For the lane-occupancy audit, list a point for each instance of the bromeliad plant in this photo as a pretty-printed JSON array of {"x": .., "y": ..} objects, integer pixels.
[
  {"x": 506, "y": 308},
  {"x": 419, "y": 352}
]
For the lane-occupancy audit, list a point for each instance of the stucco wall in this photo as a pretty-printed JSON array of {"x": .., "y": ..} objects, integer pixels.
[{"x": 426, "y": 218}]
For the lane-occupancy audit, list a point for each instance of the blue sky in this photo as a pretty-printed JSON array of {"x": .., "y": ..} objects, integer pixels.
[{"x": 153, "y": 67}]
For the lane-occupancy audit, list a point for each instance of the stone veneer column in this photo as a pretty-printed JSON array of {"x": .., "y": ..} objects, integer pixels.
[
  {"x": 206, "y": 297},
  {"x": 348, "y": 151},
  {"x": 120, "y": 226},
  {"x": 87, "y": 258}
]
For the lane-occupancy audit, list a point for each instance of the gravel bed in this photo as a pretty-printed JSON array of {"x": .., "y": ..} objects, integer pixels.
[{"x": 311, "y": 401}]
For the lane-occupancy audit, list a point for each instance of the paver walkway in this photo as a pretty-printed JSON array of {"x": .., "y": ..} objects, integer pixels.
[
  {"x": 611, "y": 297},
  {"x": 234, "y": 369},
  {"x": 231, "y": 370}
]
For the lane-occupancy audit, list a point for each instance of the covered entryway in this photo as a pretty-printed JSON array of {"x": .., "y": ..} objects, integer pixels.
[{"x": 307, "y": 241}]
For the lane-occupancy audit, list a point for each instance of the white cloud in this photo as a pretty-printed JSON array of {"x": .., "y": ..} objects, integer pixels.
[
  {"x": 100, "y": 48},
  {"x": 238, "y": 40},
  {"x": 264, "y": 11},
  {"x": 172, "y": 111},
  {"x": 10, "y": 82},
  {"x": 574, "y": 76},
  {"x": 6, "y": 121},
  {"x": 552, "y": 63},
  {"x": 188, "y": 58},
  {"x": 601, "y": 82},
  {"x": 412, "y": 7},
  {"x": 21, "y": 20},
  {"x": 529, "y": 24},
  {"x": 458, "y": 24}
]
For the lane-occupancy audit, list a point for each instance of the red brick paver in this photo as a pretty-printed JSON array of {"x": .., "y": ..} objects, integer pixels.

» SHORT EXERCISE
Copy every one of the entries above, word for word.

» COMPLETE RESPONSE
For the lane-occupancy audit, list a point for each instance of the bromeliad plant in this photo as a pretty-printed JSON array of {"x": .., "y": ..} objects, integer pixels.
[
  {"x": 506, "y": 308},
  {"x": 419, "y": 352}
]
For the lane-occupancy audit, list a point for each instance of the stucco wall in this photo as a pretty-printed JSON array of {"x": .., "y": ..} objects, integer pixels.
[{"x": 426, "y": 218}]
For the lane-occupancy audit, list a point for each instance of the blue sky in this photo as a pretty-printed JSON array of {"x": .., "y": ..} objects, integer pixels.
[{"x": 153, "y": 67}]
For the lane-occupancy audit, list a point for each instance of the stone veneer column in this photo as a pretty-printed JSON array of {"x": .., "y": ..} objects, integer pixels.
[
  {"x": 206, "y": 297},
  {"x": 348, "y": 151},
  {"x": 120, "y": 226},
  {"x": 87, "y": 258}
]
For the lane-occupancy audit, list a point for each instance of the gravel bed in this photo as a pretty-printed JSON array of {"x": .., "y": ..} objects, integer pixels.
[{"x": 311, "y": 401}]
For the lane-occupancy audit, list a point for each instance of the paver walkway in this photo as a pretty-printed JSON array of {"x": .., "y": ..} objects, integer pixels.
[
  {"x": 611, "y": 297},
  {"x": 234, "y": 369},
  {"x": 231, "y": 370}
]
For the lane-occupancy audit, list a point for each instance of the covered entryway in this photo as a pretty-printed JSON array of {"x": .., "y": ..} objects, integer pixels.
[{"x": 307, "y": 241}]
For the lane-occupancy audit, list a point for each instance of the white cloud in this photo as a pretty-printed JSON array of {"x": .., "y": ..} objects, integer pixels.
[
  {"x": 100, "y": 48},
  {"x": 238, "y": 40},
  {"x": 264, "y": 11},
  {"x": 172, "y": 111},
  {"x": 10, "y": 82},
  {"x": 574, "y": 76},
  {"x": 6, "y": 121},
  {"x": 552, "y": 63},
  {"x": 188, "y": 58},
  {"x": 601, "y": 82},
  {"x": 412, "y": 7},
  {"x": 21, "y": 20},
  {"x": 529, "y": 24},
  {"x": 458, "y": 24}
]
For the lane-occupancy audit, list a point for each instance of the red brick paver in this photo as a pretty-printed JSON array of {"x": .., "y": ..} objects, integer pixels.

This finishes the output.